(Point localization data)
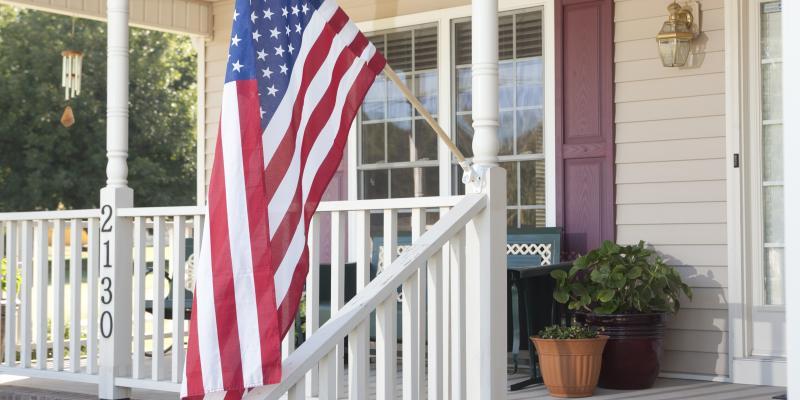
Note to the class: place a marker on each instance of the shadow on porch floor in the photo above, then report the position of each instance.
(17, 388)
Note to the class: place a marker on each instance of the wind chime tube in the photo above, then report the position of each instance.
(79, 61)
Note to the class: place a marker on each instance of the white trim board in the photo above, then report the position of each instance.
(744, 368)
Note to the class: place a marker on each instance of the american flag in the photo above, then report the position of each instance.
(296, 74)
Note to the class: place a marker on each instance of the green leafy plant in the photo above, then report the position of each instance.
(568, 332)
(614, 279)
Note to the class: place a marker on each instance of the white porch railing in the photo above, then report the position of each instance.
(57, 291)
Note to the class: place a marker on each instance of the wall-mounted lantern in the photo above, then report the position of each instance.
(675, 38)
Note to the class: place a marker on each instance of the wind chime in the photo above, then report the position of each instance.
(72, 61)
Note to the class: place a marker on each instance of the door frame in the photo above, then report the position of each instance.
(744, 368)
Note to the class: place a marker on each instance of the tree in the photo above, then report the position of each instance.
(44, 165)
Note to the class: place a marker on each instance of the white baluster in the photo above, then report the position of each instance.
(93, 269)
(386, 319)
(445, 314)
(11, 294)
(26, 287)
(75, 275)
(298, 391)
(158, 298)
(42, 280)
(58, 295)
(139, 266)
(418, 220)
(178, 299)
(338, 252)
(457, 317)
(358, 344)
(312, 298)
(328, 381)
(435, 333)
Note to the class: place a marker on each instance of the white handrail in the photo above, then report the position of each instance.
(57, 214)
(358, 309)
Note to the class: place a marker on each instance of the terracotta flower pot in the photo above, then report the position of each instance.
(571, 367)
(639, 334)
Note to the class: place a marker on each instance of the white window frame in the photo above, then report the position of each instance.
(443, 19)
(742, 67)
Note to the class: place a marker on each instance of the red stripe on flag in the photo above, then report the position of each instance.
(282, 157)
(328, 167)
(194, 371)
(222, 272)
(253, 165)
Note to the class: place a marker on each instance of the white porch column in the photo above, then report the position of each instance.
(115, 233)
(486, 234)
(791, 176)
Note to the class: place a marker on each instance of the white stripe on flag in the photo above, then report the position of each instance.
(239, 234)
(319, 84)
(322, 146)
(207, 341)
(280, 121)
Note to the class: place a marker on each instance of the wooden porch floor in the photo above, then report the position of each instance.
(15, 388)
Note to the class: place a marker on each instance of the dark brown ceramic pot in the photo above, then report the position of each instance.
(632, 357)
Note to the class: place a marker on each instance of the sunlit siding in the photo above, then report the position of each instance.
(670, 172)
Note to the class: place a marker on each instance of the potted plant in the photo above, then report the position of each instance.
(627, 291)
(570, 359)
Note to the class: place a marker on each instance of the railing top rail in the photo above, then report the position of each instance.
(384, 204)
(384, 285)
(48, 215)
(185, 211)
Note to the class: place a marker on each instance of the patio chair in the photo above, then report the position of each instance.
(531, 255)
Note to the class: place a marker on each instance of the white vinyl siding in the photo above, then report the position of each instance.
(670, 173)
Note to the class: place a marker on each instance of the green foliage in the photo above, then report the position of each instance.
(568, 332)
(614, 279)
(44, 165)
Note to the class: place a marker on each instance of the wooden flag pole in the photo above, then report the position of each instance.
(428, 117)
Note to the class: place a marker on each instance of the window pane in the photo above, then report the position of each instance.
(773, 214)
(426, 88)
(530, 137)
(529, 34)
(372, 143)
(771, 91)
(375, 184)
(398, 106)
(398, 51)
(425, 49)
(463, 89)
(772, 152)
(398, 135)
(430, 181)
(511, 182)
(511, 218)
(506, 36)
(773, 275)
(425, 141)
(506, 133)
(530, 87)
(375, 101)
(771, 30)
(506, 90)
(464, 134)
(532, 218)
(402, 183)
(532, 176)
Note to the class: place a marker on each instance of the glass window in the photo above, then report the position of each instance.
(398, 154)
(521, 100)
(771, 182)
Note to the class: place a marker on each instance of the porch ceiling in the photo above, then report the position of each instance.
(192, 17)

Problem statement: Above are the records; copy exactly the lines from the one with "the white vinyl" through the final line.

Problem solution:
Note to the class: place a marker on each instance of the white vinyl siding in the photo above, then report the position of each instance.
(670, 173)
Note to the class: place a marker on each instance of the green foliage in the photo above, then report the position of each instance.
(568, 332)
(614, 279)
(44, 165)
Note to the class: place a marker on each instance of the wooden flag pole in the photo above, then report the position of each instance.
(428, 117)
Note to the class: place a marker on each instance of the window pane in the photo above, then report the position of each instance.
(773, 214)
(426, 88)
(530, 137)
(529, 34)
(372, 143)
(771, 91)
(375, 184)
(398, 106)
(398, 51)
(425, 49)
(463, 89)
(772, 152)
(398, 135)
(430, 181)
(511, 182)
(511, 218)
(506, 36)
(773, 275)
(425, 141)
(506, 133)
(530, 87)
(375, 101)
(771, 30)
(506, 90)
(464, 134)
(532, 218)
(402, 183)
(532, 176)
Note to the class: place a marker on each instance of the glass window in the photo above, then report the position of each instance.
(398, 154)
(521, 100)
(771, 182)
Note to the class: place a marker on each instance of the porch ceiling in the photo above, then report the position of each instance.
(192, 17)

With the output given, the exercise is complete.